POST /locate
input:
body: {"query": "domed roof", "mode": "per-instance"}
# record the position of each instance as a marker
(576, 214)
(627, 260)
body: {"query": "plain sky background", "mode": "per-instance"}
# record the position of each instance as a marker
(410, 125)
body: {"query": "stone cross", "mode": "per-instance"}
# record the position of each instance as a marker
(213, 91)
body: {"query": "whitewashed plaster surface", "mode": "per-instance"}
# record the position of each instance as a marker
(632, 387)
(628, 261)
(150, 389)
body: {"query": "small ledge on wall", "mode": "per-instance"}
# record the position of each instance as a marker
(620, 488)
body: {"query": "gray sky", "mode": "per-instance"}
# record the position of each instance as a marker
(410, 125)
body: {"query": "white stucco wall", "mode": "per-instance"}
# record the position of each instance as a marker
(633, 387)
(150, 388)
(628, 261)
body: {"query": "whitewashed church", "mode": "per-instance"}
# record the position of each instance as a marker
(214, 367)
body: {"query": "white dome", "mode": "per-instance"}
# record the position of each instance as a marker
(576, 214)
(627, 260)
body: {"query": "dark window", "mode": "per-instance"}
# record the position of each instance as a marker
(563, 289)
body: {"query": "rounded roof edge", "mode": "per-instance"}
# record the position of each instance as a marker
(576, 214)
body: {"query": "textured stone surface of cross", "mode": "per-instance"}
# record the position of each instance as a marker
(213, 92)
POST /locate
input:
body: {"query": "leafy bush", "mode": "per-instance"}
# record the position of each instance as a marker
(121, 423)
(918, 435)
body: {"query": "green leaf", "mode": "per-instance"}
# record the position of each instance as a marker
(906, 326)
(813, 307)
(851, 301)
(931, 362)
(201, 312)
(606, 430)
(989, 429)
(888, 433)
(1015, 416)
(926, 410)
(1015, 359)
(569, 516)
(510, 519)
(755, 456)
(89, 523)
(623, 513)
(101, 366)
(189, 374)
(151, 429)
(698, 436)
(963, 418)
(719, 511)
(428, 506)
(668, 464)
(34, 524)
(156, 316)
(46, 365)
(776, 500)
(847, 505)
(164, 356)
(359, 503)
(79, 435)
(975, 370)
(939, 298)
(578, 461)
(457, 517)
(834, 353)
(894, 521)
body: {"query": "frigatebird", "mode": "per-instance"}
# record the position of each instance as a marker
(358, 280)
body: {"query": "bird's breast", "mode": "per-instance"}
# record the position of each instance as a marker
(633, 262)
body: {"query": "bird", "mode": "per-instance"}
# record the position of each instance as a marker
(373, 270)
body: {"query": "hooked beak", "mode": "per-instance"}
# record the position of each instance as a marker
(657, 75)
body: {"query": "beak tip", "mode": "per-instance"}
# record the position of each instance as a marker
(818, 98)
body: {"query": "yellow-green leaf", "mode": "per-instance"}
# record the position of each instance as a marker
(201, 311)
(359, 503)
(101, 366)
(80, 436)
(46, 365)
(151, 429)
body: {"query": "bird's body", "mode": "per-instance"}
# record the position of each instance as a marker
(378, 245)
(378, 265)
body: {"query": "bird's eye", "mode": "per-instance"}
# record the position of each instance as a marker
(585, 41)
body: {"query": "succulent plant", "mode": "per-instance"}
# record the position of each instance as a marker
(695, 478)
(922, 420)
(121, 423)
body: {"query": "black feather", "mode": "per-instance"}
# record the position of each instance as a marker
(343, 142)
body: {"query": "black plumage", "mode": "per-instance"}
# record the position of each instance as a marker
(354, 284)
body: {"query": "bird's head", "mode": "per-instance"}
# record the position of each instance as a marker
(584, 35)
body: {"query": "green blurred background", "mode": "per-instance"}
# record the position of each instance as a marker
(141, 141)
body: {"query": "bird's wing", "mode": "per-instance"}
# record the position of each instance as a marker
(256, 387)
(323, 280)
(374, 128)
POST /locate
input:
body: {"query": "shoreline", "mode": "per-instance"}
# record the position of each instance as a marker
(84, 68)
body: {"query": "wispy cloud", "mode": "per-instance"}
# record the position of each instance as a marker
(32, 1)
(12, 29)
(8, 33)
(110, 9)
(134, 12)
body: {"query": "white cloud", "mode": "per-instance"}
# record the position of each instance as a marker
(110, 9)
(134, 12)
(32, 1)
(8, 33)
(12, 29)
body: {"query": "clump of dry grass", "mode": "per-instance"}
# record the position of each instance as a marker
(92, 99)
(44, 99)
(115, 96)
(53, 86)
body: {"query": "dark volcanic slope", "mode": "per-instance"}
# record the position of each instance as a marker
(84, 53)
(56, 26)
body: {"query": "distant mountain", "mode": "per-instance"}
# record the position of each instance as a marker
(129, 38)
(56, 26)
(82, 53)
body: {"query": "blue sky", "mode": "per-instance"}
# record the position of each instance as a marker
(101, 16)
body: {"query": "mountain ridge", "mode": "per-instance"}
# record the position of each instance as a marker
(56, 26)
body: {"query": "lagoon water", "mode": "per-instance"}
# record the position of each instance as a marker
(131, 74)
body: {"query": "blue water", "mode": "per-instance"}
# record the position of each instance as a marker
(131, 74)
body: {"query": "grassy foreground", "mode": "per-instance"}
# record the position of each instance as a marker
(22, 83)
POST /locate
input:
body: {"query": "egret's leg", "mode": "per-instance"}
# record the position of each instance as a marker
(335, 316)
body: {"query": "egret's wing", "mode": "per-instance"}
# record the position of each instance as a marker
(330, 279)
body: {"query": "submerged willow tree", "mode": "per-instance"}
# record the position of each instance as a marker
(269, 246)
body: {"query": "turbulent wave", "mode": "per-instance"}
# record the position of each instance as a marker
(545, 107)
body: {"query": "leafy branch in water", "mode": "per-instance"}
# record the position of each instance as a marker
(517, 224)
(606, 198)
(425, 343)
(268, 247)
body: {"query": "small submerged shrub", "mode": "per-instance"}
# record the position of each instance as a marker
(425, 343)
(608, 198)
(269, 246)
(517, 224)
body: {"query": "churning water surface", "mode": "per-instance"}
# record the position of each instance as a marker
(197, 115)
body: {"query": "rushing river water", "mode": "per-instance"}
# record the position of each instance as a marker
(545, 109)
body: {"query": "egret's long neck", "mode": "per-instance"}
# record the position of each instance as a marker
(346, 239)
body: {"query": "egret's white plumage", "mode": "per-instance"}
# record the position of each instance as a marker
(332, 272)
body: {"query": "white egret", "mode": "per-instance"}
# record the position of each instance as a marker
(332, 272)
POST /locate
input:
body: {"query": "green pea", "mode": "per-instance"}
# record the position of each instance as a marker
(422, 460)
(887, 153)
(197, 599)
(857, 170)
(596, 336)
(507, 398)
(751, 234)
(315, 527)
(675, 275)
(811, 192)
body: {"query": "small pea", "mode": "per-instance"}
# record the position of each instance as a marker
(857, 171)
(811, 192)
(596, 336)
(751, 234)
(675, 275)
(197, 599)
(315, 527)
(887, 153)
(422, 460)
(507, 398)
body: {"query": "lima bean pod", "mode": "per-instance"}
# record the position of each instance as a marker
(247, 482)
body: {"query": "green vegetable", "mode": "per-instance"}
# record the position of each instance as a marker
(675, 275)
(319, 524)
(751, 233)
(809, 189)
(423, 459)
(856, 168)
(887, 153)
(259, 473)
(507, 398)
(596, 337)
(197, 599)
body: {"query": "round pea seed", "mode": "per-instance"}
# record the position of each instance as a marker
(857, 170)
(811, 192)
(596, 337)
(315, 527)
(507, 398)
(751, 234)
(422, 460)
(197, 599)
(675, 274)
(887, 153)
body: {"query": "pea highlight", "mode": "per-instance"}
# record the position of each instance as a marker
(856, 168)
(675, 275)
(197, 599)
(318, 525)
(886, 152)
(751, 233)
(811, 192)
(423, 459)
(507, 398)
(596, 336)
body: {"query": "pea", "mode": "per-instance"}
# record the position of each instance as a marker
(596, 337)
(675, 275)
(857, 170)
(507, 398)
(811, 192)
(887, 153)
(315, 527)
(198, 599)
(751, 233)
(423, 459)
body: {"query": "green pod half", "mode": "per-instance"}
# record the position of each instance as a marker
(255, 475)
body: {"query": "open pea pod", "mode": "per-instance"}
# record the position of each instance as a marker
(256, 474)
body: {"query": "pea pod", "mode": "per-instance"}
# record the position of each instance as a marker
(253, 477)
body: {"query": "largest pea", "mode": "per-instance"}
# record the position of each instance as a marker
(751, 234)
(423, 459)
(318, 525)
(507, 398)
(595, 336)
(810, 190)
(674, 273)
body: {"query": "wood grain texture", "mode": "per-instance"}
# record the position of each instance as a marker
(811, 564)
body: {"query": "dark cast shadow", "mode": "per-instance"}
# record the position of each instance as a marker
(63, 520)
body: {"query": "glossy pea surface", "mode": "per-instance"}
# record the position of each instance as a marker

========================================================================

THE PROBLEM
List every line of the data above that contains the word "cross". Case counts, so a match must have the same capital and lowercase letters.

SOLUTION TO THIS TASK
body: {"query": "stone cross", "mode": "per-instance"}
body: {"query": "textured stone surface of cross", "mode": "per-instance"}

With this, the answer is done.